Document passage:
--- --- ---

Wells reproduces a long, rambling, largely fictitious account recorded in 1966, published in 1968, of how Lee conveys his brilliant ideas to various artists, sometimes with Thomas taking notes. Jack Kirby comes up with the ideas and does the writing without a plot, but Lee claims “we’re practically both the writers on the things.”

This account is interesting for a number of reasons, not the least of which is that Lee almost made Kirby’s case for him!

Wells goes on to cite as proof of authorship that when film directors Federico Fellini and Alain Resnais came to town, they sought out Lee, the guy in the office, rather than go hunting for some freelancer. In Marvel Comics: The Untold Story, Sean Howe quoted Josh Alan Friedman (“Mel Shestack Lives!,” Black Cracker Online, March 8, 2010):
When Marvel fan Federico Fellini, in New York to promote Juliet of the Spirits, swept into 625 Madison Avenue to meet Stan Lee, Men magazine editor Mel Shestack scoffed that Lee didn’t even know who Fellini was; years later, Shestack insisted that the director had quickly lost interest in Lee and cottoned instead to the more colorful magazine editors, who were themselves like “living comic books.”

--- --- ---

Material shown:
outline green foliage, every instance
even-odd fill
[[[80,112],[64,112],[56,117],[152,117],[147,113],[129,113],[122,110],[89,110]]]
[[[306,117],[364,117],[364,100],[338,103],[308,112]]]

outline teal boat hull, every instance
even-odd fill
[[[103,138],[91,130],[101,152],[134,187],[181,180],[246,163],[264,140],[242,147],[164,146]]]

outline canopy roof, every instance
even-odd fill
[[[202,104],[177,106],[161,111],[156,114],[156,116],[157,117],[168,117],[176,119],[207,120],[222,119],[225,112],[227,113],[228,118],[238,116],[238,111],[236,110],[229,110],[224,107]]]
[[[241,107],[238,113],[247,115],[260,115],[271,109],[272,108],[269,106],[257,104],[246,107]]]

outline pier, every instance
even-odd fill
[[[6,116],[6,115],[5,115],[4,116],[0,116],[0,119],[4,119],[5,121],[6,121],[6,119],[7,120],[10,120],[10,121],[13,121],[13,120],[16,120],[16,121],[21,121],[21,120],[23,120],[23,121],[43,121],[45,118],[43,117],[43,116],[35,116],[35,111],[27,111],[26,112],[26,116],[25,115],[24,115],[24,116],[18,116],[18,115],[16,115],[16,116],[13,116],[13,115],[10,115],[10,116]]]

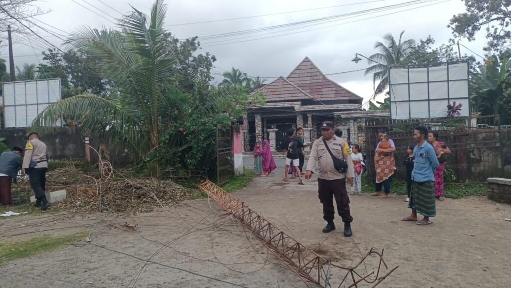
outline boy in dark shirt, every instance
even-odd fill
[[[286,132],[288,139],[281,144],[280,147],[282,150],[287,152],[286,156],[286,168],[284,169],[284,182],[288,181],[287,175],[289,167],[292,165],[298,175],[298,184],[303,185],[304,183],[301,179],[301,171],[300,171],[299,160],[300,151],[304,148],[304,143],[295,138],[293,136],[293,133],[292,129],[289,129]]]

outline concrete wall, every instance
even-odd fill
[[[511,179],[488,178],[488,199],[511,204]]]
[[[46,144],[50,160],[64,159],[85,159],[85,138],[80,135],[79,128],[61,127],[53,131],[41,134],[39,136],[41,141]],[[9,128],[0,129],[0,137],[6,139],[5,143],[9,148],[15,146],[25,148],[28,134],[26,128]],[[103,143],[111,152],[112,164],[125,165],[132,163],[134,158],[130,154],[126,147],[117,145],[111,147],[103,139],[90,137],[90,145],[96,150],[99,150],[100,143]],[[98,157],[94,150],[90,150],[91,163],[97,162]]]

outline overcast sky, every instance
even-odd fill
[[[403,4],[410,1],[167,0],[166,1],[168,9],[167,25],[169,30],[179,38],[194,36],[203,37],[345,14]],[[97,28],[103,26],[112,27],[114,24],[107,19],[115,22],[114,18],[118,18],[121,16],[115,10],[125,13],[130,9],[128,2],[125,0],[102,1],[113,9],[102,3],[100,0],[41,2],[39,5],[42,8],[51,11],[46,15],[38,16],[37,19],[62,31],[38,24],[61,34],[65,34],[63,31],[70,33],[82,25]],[[129,3],[147,14],[152,4],[148,0],[129,0]],[[79,4],[106,19],[86,9]],[[339,5],[344,6],[331,7]],[[317,9],[324,7],[330,8]],[[297,10],[306,11],[292,12]],[[403,10],[408,11],[399,12]],[[421,38],[425,39],[430,34],[436,40],[435,45],[439,46],[446,43],[452,37],[450,29],[447,27],[449,20],[453,14],[464,11],[464,6],[461,0],[424,0],[423,2],[413,5],[392,8],[386,11],[369,11],[366,13],[370,14],[365,15],[359,14],[332,18],[328,20],[329,22],[319,25],[317,25],[317,23],[309,23],[301,26],[294,25],[229,38],[203,39],[201,42],[203,46],[202,52],[210,52],[217,57],[214,72],[215,73],[221,73],[234,67],[250,76],[286,76],[306,56],[308,56],[324,73],[336,73],[366,68],[368,64],[365,61],[356,64],[351,60],[356,53],[368,57],[375,53],[375,42],[380,40],[387,33],[391,33],[398,37],[401,31],[404,30],[406,30],[403,36],[405,39],[413,38],[418,40]],[[290,12],[292,13],[283,13]],[[250,17],[270,14],[275,15]],[[249,17],[173,25],[247,17]],[[314,30],[303,32],[311,29]],[[60,39],[41,29],[37,31],[45,39],[56,46],[60,46],[61,41]],[[288,33],[293,34],[283,35]],[[274,37],[254,40],[271,36]],[[482,47],[485,41],[483,37],[479,38],[480,40],[471,42],[462,40],[462,43],[477,54],[482,55]],[[39,60],[34,55],[27,38],[21,37],[20,39],[16,39],[17,43],[14,47],[16,65],[21,67],[24,63],[37,64],[39,61],[42,61],[40,51],[45,50],[49,45],[40,39],[36,40],[34,36],[30,38],[39,57]],[[247,40],[253,40],[233,43]],[[223,41],[216,42],[219,41]],[[463,47],[461,53],[472,54]],[[0,57],[7,59],[7,55],[6,48],[0,49]],[[221,76],[215,75],[215,77],[216,80],[221,81]],[[371,77],[370,75],[364,76],[363,71],[328,77],[365,100],[369,99],[373,94]],[[272,80],[268,79],[268,82]]]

--- --- ---

According to the passage on Stan Lee and Jack Kirby, what film was Federico Fellini in New York to promote? Work only from the passage on Stan Lee and Jack Kirby.

Task output: Juliet of the Spirits